Rewrite the material below with "noun phrase" swapped for "short label" each time it occurs, changing nothing else and omitting the pictures.

### Excerpted data

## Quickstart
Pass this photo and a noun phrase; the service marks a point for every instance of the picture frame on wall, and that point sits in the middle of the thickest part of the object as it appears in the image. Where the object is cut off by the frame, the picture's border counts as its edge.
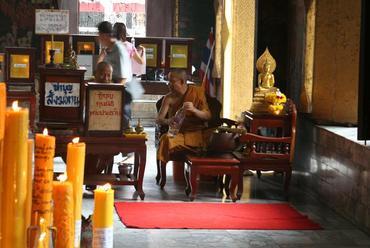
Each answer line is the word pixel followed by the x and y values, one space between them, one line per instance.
pixel 85 44
pixel 104 109
pixel 20 65
pixel 178 54
pixel 60 45
pixel 153 51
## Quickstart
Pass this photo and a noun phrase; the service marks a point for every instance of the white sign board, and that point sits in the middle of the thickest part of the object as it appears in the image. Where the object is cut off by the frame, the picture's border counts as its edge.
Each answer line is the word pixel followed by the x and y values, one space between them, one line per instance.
pixel 86 61
pixel 62 94
pixel 50 21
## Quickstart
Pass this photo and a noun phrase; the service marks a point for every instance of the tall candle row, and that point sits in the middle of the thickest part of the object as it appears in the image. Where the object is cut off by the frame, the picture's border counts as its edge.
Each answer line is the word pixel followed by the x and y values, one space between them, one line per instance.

######

Expected output:
## Quickstart
Pass this photo and a short label; the service marks a point for every instance of the picture frame on wall, and that point sits in the middle of the thickest part of the object as it appears in the image. Where the object is cut off by the frame, the picture's border counts as its edge.
Each answer line is the word pixel followed by the x and y values, one space between them, one line per instance.
pixel 85 44
pixel 104 109
pixel 20 65
pixel 178 54
pixel 60 45
pixel 153 51
## Quickstart
Pass this photo and a short label; the service marks a point for every instance of the white sign board, and that point sits in the middle of the thickest part of the object as it appears in the image. Where the object is cut off by the frame, the picture's border counts as its edge.
Each answer line is the word pixel followed by the x and y values, one space between them, one line per instance.
pixel 86 61
pixel 62 94
pixel 50 21
## Quickstart
Pass this photo and a short label; the service marks a point for every instance of the tall candle row, and that point sits in the middle of the thickest part of the object as it appears in the image. Where the object is cut off by the frame, the picture's border counts as its edge.
Each answer line is the word pixel followed by the x and y values, one space between them, one line per instance.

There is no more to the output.